BEGIN Source information

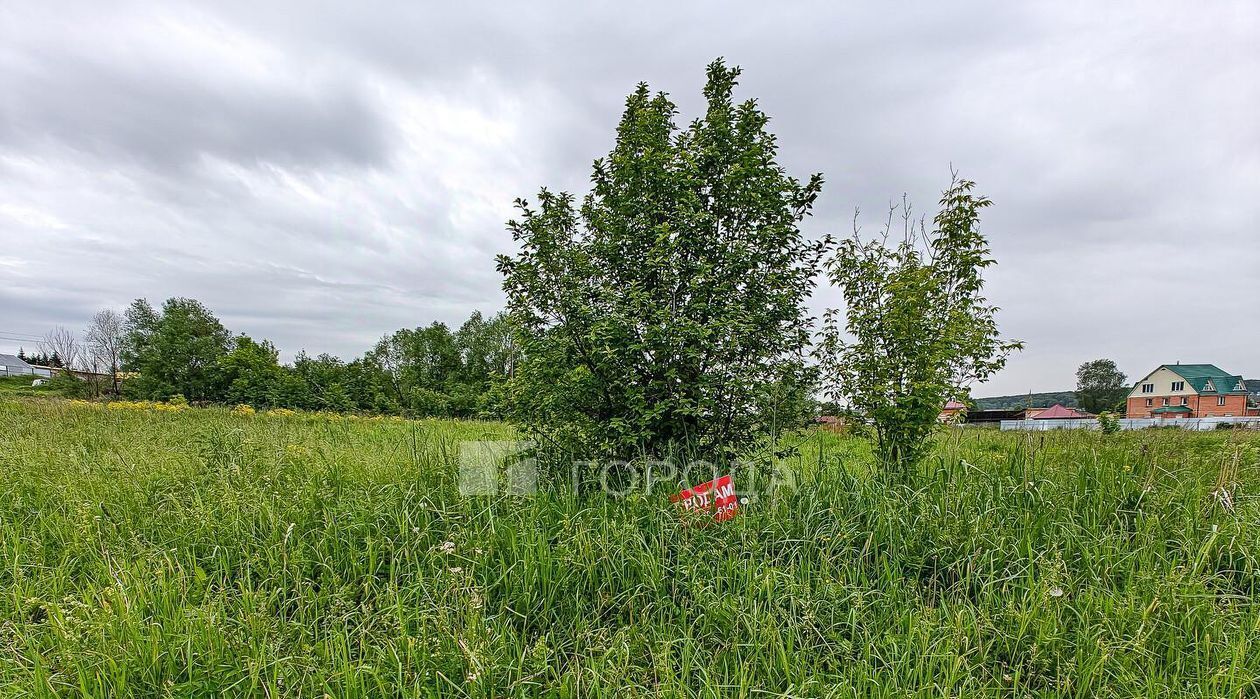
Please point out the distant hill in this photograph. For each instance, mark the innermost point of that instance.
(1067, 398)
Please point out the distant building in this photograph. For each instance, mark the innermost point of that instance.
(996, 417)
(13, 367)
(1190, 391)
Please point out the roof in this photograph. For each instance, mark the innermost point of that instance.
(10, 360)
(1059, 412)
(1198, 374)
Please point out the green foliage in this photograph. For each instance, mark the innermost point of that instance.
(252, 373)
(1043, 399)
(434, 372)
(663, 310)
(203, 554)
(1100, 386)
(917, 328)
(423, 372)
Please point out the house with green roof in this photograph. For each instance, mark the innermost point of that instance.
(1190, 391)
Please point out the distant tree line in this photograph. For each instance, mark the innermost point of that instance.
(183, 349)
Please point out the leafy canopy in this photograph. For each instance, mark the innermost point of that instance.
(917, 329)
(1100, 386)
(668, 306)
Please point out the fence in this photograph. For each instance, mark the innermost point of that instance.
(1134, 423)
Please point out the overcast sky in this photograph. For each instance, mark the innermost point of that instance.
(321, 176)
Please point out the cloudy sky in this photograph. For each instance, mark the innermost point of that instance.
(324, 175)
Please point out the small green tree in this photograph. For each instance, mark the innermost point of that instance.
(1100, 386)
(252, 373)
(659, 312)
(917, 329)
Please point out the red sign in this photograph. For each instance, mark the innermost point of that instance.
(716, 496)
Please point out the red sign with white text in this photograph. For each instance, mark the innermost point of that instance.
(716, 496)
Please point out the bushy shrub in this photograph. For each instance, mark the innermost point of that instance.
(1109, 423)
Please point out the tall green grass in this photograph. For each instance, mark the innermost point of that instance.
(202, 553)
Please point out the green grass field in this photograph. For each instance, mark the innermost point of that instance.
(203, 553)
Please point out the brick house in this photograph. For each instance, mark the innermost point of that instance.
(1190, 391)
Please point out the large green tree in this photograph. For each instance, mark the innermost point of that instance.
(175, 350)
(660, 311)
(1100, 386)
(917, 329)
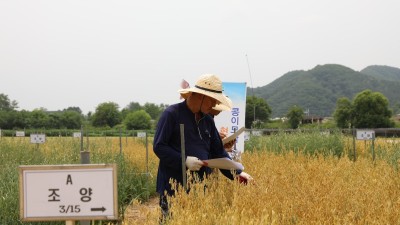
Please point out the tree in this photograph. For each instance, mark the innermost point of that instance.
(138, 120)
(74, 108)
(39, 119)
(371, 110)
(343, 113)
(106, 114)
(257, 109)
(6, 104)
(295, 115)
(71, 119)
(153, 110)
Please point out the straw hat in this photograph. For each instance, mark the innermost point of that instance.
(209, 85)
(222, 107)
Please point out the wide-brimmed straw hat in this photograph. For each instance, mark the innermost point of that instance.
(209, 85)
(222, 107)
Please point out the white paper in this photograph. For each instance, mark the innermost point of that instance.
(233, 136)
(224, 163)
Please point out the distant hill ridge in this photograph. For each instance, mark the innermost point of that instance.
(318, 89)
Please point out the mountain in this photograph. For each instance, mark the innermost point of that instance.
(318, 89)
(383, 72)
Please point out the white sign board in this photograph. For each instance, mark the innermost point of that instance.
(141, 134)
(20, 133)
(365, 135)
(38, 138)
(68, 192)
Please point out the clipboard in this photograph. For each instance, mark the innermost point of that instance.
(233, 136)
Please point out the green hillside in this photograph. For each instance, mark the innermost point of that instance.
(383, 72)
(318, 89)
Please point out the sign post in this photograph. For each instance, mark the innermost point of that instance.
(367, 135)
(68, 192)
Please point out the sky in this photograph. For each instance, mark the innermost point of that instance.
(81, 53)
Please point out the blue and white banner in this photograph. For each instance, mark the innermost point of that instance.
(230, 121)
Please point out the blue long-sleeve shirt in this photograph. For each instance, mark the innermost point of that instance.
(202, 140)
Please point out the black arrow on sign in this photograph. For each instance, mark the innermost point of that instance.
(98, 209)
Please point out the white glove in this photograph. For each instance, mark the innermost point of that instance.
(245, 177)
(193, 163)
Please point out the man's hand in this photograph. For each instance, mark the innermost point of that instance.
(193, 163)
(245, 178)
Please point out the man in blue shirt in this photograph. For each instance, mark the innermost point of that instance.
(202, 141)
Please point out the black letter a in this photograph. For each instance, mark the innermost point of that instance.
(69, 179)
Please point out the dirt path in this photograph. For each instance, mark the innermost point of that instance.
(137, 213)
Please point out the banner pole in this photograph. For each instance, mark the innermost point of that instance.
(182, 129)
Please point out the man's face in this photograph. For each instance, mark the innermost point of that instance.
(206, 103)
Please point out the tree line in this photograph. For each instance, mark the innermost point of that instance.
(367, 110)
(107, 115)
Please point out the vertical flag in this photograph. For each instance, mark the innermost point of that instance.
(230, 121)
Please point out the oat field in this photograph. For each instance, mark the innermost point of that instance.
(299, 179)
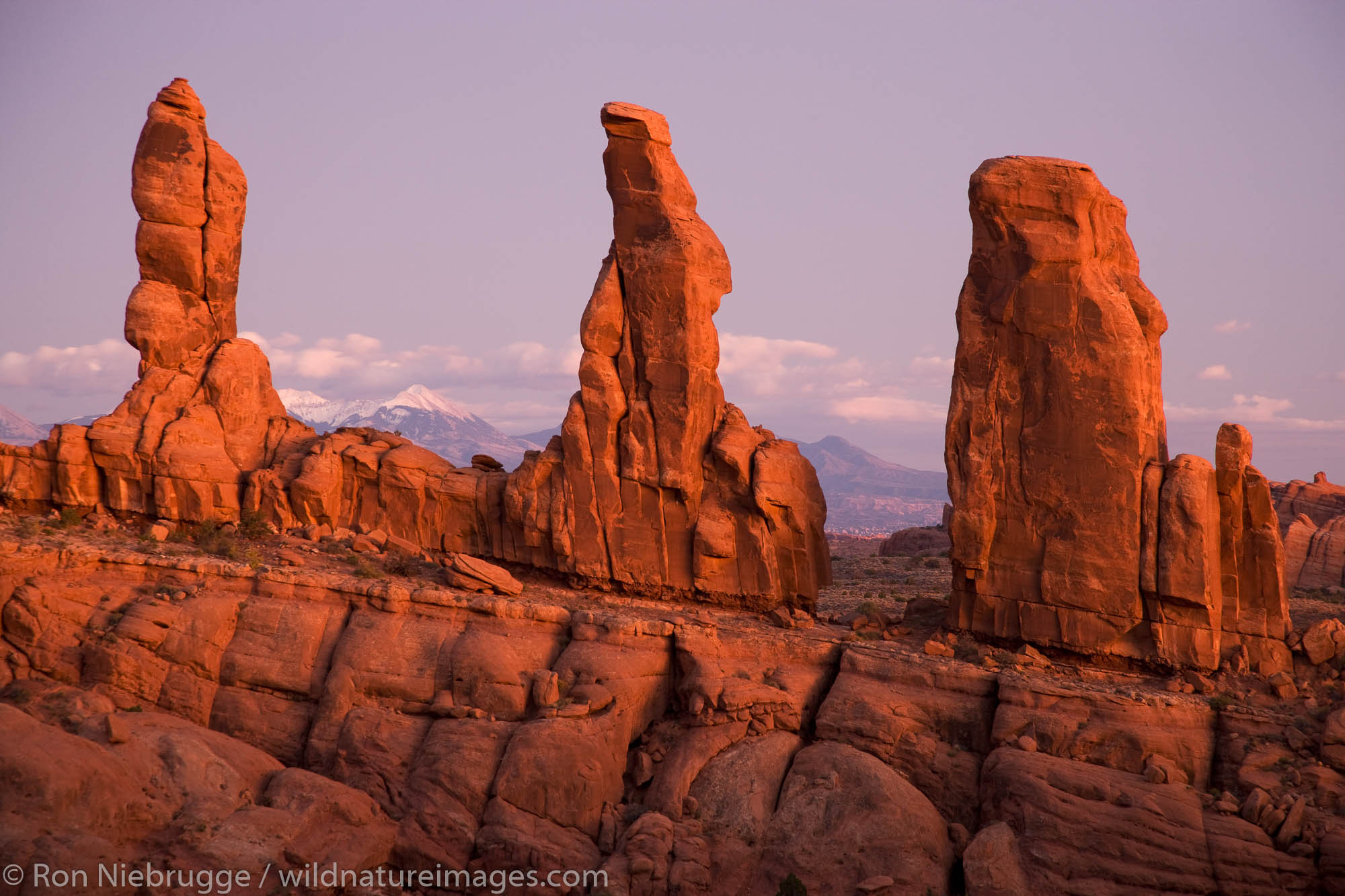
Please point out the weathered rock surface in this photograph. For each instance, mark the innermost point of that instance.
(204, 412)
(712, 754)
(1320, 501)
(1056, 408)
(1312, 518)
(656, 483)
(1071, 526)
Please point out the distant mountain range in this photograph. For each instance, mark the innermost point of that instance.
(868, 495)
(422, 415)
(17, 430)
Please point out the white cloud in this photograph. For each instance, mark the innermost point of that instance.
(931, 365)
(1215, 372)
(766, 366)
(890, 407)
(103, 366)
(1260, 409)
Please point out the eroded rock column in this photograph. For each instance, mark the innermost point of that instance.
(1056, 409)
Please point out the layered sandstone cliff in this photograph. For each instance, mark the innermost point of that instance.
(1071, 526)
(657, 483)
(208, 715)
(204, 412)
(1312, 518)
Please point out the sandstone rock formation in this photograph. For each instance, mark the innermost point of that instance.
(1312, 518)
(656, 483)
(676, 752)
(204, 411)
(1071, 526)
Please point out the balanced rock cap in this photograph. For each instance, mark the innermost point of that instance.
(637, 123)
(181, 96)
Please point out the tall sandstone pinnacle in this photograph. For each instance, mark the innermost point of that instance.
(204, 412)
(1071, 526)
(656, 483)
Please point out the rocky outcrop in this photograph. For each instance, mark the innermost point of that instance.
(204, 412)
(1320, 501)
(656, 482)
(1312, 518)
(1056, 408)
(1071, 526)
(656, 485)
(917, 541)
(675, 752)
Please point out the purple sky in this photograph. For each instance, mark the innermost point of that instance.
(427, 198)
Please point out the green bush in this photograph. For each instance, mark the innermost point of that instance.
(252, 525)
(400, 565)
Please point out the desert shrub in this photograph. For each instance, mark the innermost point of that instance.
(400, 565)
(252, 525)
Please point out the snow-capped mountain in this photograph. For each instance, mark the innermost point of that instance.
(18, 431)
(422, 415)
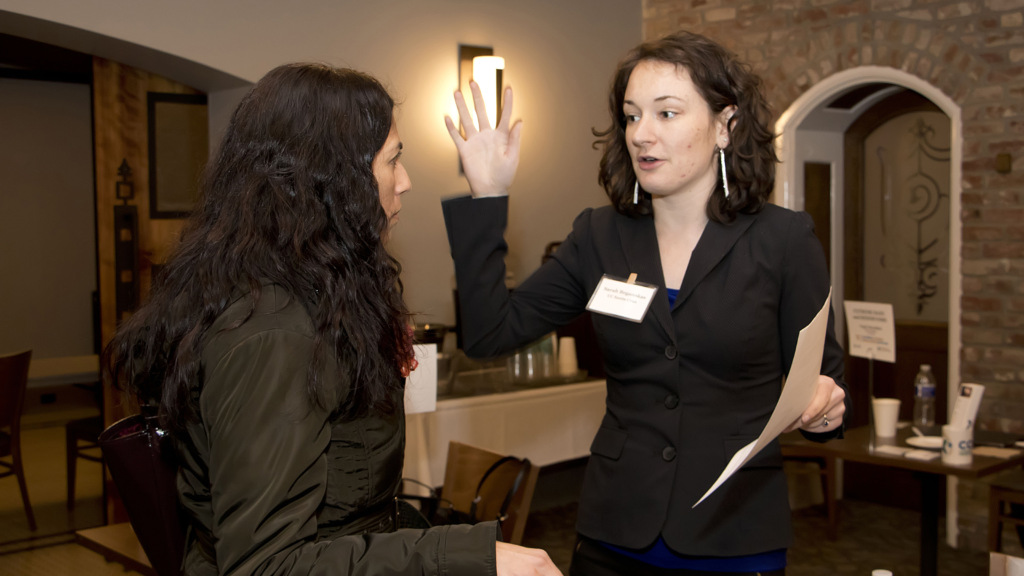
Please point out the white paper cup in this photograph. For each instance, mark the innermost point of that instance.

END Source information

* Problem requirements *
An exact copy of every entry above is needed, minus the pictures.

* Written solution *
Please point out the distant hill in this photograph. For each instance, mark the innermost point of that instance.
(1067, 398)
Please point out the distant building in this photograph. For each instance, mark the innermost point of that instance.
(996, 417)
(13, 367)
(1190, 391)
Please point out the roof in this photograph. For each instance, mark the innermost point of that instance.
(10, 360)
(1059, 412)
(1198, 374)
Please point out the green foliage in this photograph. For each instance, mark the innermost point of that instance.
(252, 373)
(1043, 399)
(434, 372)
(663, 310)
(203, 554)
(1100, 386)
(917, 328)
(423, 372)
Please point out the house with green roof in this photograph. For each instance, mark the innermost point of that instance.
(1190, 391)
Please point out the distant tree line in this photograph. For each instance, mark the innermost point of that instance.
(183, 349)
Please point out the leafy canopy in this photograph. For each instance, mark the innermost point of that instance.
(917, 329)
(1100, 386)
(668, 306)
Please point out the fence in this photograph. For each instance, mark the innermost point of that instance.
(1134, 423)
Please point out the overcast sky in this photograph. For each instance, mark the innermost point of that instance.
(321, 176)
Please point out the cloudy sky in this photograph. For each instance, mark the innermost point of that instance.
(324, 175)
Please point out the small green tree in this photograph. For each instance, mark the innermost point of that instance.
(1100, 386)
(252, 373)
(659, 312)
(917, 329)
Please point out the red sign in this photograph. For each instance, mark the innermost point of that instance.
(716, 496)
Please point out the red sign with white text in this photograph. For each instance, mark the innermost point of that instance.
(716, 496)
Please point out the bushy shrub in this photograph. For each instance, mark the innermost point of that instance.
(1109, 423)
Please point out the tall green grass in this photograph. For each instance, mark the innermost point of that instance.
(202, 553)
Please point out the green grass field in this photograph. For each instance, mark the innermost point of that instance.
(203, 553)
Please point out the brick house in this photograph. For each instance, mark the innermost point of that instance.
(1190, 391)
Please point out the large green tree in this photograph. For each instance, mark the innermost point of that instance.
(175, 350)
(660, 311)
(1100, 386)
(917, 329)
Please point out the tree in this photograph. For each instance, mark the innermost point of that instance.
(138, 120)
(74, 108)
(39, 119)
(371, 110)
(343, 113)
(106, 114)
(257, 109)
(6, 104)
(295, 115)
(71, 119)
(153, 110)
Please point out the straw hat in this photograph. For each instance, mark the innermost point of that instance.
(209, 85)
(222, 107)
Please point out the wide-brimmed straw hat in this photograph. For each instance, mark the innermost point of that instance.
(209, 85)
(222, 107)
Please point out the white paper in this photograph. For each instance, mark the innermost point of that instance.
(233, 136)
(224, 163)
Please point out the distant hill ridge in this photograph. For each instance, mark the innermost point of that instance.
(318, 89)
Please point out the mountain in this photograph. For each instance, mark the innermost point of that instance.
(318, 89)
(383, 72)
Please point out the white sign board in this photograph. For each instance, mark the innermost point of that instance.
(141, 134)
(20, 133)
(365, 135)
(38, 138)
(68, 192)
Please point out the clipboard in this photograph. For each instance, mark the innermost point of that instance.
(233, 136)
Please point out the green hillside in this photograph. For each instance, mark the innermost point of that instance.
(383, 72)
(318, 89)
Please point out the sign post in this photograph. For each instance, mark the innermost point of that instance.
(367, 135)
(68, 192)
Please point out the sky in this photograph. For each instance, mark the innermost point of that instance.
(81, 53)
Please point out the blue and white banner in this photograph. For each instance, mark the innermost point of that instance.
(230, 121)
Please point out the blue long-sleeve shirt in this photograph. For each instance, mark the innermost point of that instance.
(202, 140)
Please point out the black arrow on sign in this photograph. For each instance, mark the innermost point of that instance.
(98, 209)
Please point out the white glove in this photograph. For each instance, mark the innermost point of that instance.
(245, 177)
(193, 163)
Please point out the man's hand in this photograph. For each instance, mark the innermost point of that instance.
(193, 163)
(245, 178)
Please point out the man in blue shirt in this photograph. For each instance, mark the innermost point of that instance.
(202, 141)
Please point out the black letter a in this photograph. For each instance, mark the innermost point of that instance.
(69, 179)
Please point out the dirt path in this photograph. For each instance, mark the innermost point of that instance.
(137, 213)
Please point out the banner pole in this photograph. For each instance, mark the innermost point of that instance.
(182, 129)
Please point out the man's face in this photograph. For each instance, mark the innermost point of that instance.
(206, 103)
Please point out the tree line in this photograph. For each instance, mark the innermost point of that instance.
(367, 110)
(107, 115)
Please point out the vertical flag in this photograph. For each instance, mark the innermost point of that instance.
(230, 121)
Please point out the oat field in this photograph. For each instance, mark the innermost point of that instance.
(299, 179)
Please point out the weathered rock surface in this photograph. For each instance, mark the innermost point of that instance.
(204, 412)
(712, 754)
(1320, 501)
(1056, 408)
(1312, 518)
(656, 483)
(1071, 526)
Please point out the distant mountain range in this photograph. For each instance, mark the innermost point of that instance.
(868, 495)
(422, 415)
(17, 430)
Please point out the white cloud in this photograph. For each instance, mark the innermost point of that instance.
(931, 365)
(1215, 372)
(766, 366)
(890, 407)
(103, 366)
(1260, 409)
Please point out the eroded rock column in this photograph. For each instance, mark the innermost point of that instance.
(1056, 409)
Please point out the layered sandstone cliff in this photograph. For each instance, mark the innermost point of that instance.
(1071, 526)
(657, 483)
(208, 715)
(204, 412)
(1312, 518)
Please point out the sandstone rock formation in this photograph. For each instance, mark the innermost point of that instance.
(1312, 518)
(656, 483)
(676, 752)
(204, 411)
(1071, 526)
Please point out the balanced rock cap in this photograph. For each instance, mark the innermost point of that instance.
(637, 123)
(181, 96)
Please point out the tall sandstone pinnacle in this photograph. For each instance, mark the innermost point of that instance.
(204, 412)
(1071, 526)
(656, 483)
Please point out the rocky outcrop in this photograph. For each instance, mark the innermost point of that instance.
(204, 412)
(1320, 501)
(656, 482)
(1312, 518)
(1056, 408)
(1071, 526)
(656, 485)
(917, 541)
(675, 752)
Please point out the purple sky in this photograph. For each instance, mark the innermost point of that instance.
(427, 198)
Please point out the green bush in this photograph. For each instance, mark the innermost point of that instance.
(252, 525)
(400, 565)
Please point out the desert shrub in this photograph. For each instance, mark the innermost point of that instance.
(400, 565)
(252, 525)
Please point out the snow-capped mountain in this photograph. For each instance, mark the innermost point of that instance.
(18, 431)
(422, 415)
Please point out the white paper cup in this photograph. For each instance, mark the innermost point of that instance.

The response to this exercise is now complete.